§ TRY IT:
Taking the line that contains "of the sunlit" as the first, copy each line exactly up to and including the last line below.

§ SOURCE DATA:
|---|

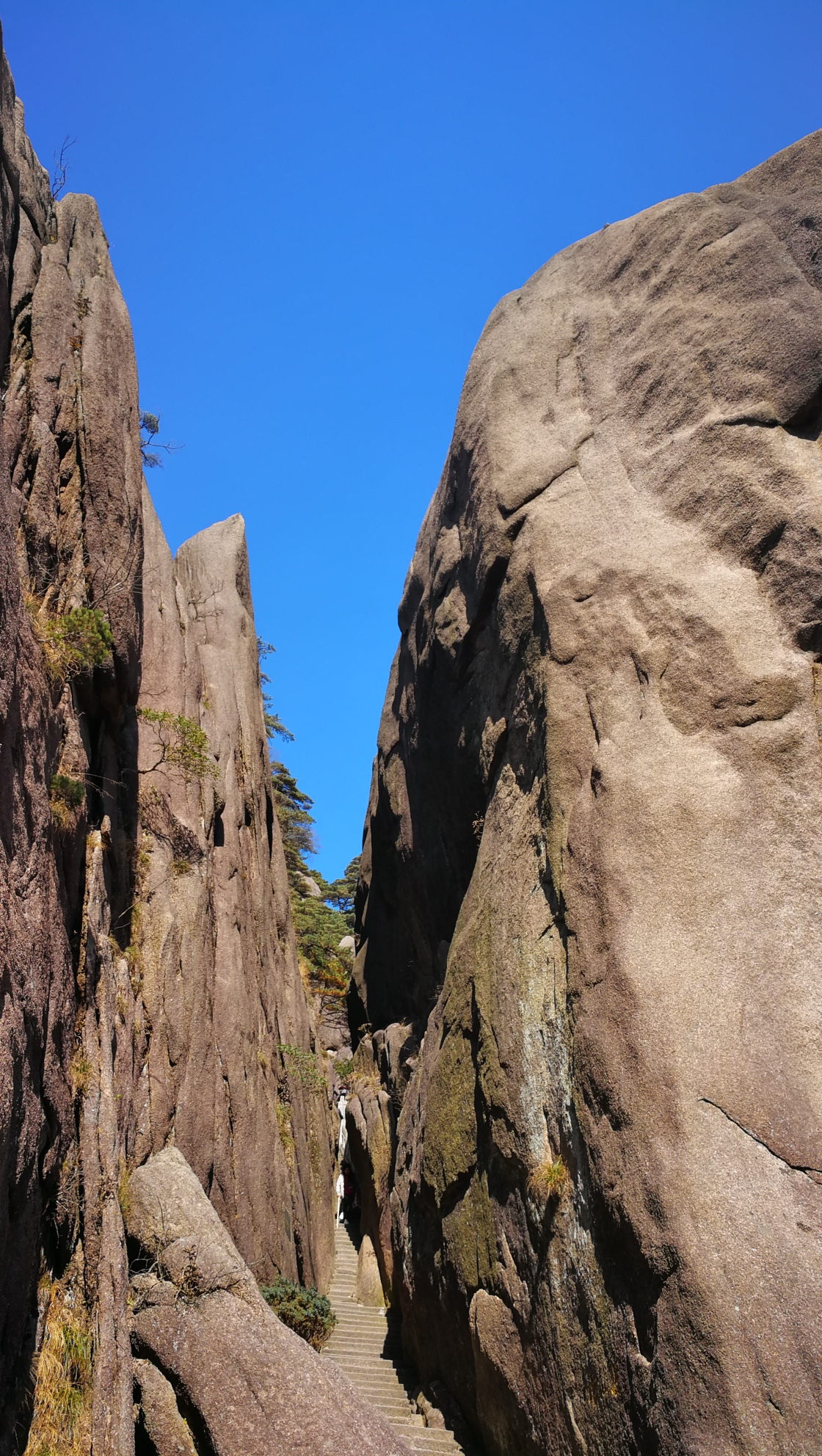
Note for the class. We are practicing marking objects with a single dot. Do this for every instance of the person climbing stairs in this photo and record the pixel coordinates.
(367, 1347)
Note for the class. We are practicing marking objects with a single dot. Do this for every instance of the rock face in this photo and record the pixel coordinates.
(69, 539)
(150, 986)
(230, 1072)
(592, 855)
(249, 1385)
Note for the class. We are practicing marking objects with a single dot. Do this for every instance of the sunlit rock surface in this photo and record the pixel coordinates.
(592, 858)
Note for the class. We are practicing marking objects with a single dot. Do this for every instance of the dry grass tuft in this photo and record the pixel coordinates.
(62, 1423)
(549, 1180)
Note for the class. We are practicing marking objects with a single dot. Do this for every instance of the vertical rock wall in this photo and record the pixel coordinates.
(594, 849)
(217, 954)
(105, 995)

|---|

§ YOUR SOLUTION:
Note for the class. We are practicing marking objects with a single dot. Do this for every instance of the sunlit rock surface in this photo and record the pixel coordinates.
(592, 858)
Note for the class. We are practicing marking objects with a single dot. Do this for every instance of the dry grass tuft in this photo and record the pixel coordinates.
(62, 1423)
(549, 1180)
Note for the class. We are practicing marking objects with a single dot. Do this for every instance of the vertical rock wall in this photo and record the pixel coordinates.
(594, 849)
(217, 954)
(105, 995)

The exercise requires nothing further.